Questions to answer –
1: In the passage on melanoma in young people, which genes are named in connection with the familial type of melanoma?
2: Return the part of the melanoma passage that begins at the words "The majority of" and stops after the words "of the disease.".

-------- Source document --------

Melanoma is the second most frequent type of cancer in adolescents and young adults. The incidence of this type of skin cancer increases approximately 10× with age, from the 1–4 years old to the age of 15–19 years old. In general, girls have a higher risk than boys, with a distribution mostly in the lower body, while in boys there is mostly an upper body distribution (head and neck).
The majority of cases are non-Hispanic whites (more than 80% of cases), followed by Hispanic individuals (5%) and Asian/Pacific Islanders (2%).
One of the most important risk factors in melanoma is UV light exposure that causes sporadic cases; in individuals that have other risk factors (e.g. positive family history, gene mutations, fair skin, nevi), UV exposure can cause early onset of the disease.
In more than 20% of cases, pediatric melanoma patients have non-modifiable risk factors (such as xeroderma pigmentosum, nevi, fair skin, positive family history, and genetic susceptibility). In approximately 1% of cases, there is a familial type of melanoma related to genes such as CDKN2A, CDK4 or MITF.

-------- Extracted data --------

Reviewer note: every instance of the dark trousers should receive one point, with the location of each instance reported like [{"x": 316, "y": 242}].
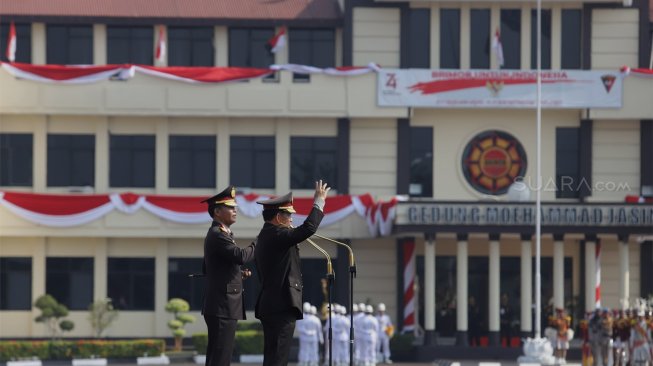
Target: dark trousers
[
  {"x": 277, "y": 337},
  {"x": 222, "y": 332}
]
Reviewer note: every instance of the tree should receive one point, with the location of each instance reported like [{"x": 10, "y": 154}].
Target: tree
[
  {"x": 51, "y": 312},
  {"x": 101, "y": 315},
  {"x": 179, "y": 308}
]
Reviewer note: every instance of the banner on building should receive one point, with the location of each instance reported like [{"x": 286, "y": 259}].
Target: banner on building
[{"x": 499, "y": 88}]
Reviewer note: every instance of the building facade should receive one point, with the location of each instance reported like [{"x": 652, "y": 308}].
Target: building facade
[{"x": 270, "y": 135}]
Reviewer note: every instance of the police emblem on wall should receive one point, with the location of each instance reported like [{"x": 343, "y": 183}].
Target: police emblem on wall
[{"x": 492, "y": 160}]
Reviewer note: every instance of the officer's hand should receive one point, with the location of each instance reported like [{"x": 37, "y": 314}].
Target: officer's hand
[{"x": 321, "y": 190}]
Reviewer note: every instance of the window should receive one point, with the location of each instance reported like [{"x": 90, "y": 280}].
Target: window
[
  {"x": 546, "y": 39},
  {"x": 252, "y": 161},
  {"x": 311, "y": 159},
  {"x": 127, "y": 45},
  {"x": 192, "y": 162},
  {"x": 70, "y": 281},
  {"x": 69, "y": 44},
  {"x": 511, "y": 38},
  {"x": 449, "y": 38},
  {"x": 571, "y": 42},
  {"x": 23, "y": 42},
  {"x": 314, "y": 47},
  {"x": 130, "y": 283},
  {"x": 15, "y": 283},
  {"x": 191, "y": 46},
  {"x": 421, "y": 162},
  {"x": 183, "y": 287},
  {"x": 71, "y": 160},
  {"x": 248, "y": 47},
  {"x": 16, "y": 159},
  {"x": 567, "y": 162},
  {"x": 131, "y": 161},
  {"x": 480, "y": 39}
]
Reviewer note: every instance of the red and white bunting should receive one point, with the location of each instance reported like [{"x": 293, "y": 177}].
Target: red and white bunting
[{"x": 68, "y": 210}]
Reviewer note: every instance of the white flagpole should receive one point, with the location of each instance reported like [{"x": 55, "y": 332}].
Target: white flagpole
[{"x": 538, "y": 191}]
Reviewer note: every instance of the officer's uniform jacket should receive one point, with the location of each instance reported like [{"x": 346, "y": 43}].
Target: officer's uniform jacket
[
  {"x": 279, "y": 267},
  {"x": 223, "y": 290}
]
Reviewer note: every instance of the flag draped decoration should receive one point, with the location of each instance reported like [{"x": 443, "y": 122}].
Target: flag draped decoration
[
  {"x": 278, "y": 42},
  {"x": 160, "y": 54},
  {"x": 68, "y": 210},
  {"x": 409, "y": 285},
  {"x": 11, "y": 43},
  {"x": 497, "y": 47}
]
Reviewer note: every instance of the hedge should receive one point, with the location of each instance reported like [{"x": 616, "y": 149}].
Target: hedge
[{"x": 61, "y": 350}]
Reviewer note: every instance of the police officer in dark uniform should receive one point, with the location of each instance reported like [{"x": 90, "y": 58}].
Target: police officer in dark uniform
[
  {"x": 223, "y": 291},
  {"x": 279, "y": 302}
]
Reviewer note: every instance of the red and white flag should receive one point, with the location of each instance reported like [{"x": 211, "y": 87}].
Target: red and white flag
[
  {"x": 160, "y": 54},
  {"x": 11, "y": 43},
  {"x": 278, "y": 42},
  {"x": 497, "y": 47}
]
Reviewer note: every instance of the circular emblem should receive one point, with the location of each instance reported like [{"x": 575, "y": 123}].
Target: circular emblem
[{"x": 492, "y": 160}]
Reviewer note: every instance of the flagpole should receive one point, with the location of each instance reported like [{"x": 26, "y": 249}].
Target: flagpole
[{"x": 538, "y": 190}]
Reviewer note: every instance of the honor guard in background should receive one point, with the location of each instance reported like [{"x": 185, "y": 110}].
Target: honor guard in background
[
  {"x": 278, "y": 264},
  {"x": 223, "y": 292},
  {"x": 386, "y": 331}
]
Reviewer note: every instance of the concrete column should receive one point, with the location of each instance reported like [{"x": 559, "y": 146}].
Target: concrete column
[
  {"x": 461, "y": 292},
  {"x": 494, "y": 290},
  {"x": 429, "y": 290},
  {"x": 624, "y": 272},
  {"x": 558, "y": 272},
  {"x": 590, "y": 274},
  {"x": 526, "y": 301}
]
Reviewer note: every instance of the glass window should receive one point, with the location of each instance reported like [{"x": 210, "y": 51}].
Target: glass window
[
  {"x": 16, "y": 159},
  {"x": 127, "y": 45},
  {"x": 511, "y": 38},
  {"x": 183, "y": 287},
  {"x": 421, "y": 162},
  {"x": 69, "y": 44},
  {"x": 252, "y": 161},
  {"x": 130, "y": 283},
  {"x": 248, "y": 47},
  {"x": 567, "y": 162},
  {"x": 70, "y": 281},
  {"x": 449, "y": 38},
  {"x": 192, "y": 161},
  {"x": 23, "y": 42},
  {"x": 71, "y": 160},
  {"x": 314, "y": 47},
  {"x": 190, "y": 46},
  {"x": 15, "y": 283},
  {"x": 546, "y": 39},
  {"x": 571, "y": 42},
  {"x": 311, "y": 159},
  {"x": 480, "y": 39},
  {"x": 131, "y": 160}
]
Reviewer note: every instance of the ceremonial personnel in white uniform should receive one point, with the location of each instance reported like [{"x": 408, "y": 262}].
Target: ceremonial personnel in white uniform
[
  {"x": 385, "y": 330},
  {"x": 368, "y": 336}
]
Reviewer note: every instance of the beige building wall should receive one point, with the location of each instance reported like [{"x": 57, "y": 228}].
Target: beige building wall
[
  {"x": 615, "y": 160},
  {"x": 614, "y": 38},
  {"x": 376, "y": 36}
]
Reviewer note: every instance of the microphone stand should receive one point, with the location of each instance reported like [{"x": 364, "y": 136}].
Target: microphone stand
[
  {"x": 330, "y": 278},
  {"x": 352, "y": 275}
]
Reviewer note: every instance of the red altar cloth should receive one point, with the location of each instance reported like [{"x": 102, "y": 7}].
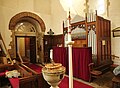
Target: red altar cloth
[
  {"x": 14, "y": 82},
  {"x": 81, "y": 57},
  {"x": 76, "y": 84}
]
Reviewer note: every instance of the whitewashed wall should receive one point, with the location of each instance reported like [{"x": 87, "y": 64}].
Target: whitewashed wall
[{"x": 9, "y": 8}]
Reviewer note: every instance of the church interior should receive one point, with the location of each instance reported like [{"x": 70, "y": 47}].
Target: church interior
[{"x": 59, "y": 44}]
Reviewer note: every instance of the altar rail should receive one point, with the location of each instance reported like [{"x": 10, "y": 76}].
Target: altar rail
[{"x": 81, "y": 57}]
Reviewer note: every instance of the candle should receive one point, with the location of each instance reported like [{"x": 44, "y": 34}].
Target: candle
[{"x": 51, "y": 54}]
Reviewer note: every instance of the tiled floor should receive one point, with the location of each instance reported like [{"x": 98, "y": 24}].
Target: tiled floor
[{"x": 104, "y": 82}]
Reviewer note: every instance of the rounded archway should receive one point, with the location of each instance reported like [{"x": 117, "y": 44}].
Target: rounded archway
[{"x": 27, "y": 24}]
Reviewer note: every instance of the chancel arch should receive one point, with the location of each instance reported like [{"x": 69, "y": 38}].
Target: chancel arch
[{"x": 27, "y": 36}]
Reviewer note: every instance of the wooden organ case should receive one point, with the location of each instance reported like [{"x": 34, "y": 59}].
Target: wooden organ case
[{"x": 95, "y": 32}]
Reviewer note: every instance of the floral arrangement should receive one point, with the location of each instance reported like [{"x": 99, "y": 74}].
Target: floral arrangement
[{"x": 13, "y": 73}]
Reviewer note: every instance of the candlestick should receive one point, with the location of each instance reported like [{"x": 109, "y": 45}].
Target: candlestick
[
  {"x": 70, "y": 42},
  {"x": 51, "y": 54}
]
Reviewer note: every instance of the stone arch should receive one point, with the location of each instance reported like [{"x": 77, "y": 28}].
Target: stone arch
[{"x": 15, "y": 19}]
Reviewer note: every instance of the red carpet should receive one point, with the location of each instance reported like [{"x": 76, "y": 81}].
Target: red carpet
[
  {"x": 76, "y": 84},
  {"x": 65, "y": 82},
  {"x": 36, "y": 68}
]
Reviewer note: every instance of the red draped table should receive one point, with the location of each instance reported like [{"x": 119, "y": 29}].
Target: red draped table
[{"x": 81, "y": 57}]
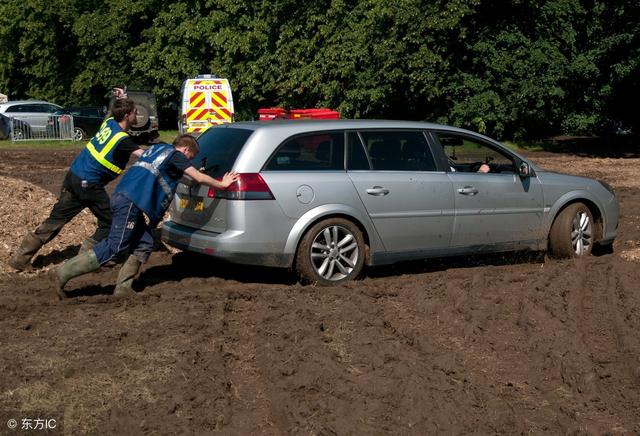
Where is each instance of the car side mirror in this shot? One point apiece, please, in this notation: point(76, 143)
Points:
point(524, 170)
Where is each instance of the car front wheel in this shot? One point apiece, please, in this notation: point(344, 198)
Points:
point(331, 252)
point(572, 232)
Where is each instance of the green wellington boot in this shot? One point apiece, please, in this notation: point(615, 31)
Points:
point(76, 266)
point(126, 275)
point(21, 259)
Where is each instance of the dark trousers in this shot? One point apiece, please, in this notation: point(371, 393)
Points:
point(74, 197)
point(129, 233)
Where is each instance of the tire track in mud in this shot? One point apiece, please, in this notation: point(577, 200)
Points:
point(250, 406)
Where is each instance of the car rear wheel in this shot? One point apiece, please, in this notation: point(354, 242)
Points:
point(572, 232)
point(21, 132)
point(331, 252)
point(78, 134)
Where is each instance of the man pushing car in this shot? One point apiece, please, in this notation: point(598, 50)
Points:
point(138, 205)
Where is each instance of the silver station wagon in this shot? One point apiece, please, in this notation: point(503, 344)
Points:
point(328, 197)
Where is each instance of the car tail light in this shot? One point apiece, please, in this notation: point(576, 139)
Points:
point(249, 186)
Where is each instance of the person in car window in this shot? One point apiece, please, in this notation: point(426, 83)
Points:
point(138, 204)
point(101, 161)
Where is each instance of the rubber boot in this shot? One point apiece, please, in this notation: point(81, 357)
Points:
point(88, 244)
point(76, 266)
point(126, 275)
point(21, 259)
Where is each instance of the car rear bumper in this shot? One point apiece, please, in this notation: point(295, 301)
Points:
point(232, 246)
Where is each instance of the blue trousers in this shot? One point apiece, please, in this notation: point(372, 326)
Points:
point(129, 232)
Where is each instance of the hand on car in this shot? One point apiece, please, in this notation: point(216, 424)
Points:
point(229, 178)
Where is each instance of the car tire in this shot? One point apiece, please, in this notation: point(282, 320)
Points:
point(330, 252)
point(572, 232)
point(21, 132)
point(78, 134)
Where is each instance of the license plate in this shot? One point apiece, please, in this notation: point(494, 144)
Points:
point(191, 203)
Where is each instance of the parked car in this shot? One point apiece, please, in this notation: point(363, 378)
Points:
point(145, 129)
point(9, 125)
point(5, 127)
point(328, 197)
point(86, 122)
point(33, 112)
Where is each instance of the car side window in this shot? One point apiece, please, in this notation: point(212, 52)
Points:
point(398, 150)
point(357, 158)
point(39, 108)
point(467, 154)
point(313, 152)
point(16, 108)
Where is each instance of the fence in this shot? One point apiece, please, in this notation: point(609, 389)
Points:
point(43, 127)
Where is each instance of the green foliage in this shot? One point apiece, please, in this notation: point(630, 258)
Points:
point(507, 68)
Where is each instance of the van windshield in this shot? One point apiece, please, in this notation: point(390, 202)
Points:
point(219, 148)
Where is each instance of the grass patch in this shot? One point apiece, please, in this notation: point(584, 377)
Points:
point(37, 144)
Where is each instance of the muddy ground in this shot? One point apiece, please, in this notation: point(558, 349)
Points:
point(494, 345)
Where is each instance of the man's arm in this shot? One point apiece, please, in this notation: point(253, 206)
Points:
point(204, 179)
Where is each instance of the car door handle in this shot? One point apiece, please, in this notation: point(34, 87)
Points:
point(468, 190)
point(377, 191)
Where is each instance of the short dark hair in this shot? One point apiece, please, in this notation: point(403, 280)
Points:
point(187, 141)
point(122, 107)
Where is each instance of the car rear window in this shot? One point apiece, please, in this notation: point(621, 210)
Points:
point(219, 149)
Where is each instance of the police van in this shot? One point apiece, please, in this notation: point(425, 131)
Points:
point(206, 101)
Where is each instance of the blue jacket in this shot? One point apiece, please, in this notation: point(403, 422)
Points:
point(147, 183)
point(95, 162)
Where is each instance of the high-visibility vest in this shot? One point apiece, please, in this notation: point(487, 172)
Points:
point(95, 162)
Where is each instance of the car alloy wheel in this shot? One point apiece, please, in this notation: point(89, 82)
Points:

--------

Answers to the exercise –
1: CDKN2A, CDK4, and MITF.

2:
The majority of cases are non-Hispanic whites (more than 80% of cases), followed by Hispanic individuals (5%) and Asian/Pacific Islanders (2%).
One of the most important risk factors in melanoma is UV light exposure that causes sporadic cases; in individuals that have other risk factors (e.g. positive family history, gene mutations, fair skin, nevi), UV exposure can cause early onset of the disease.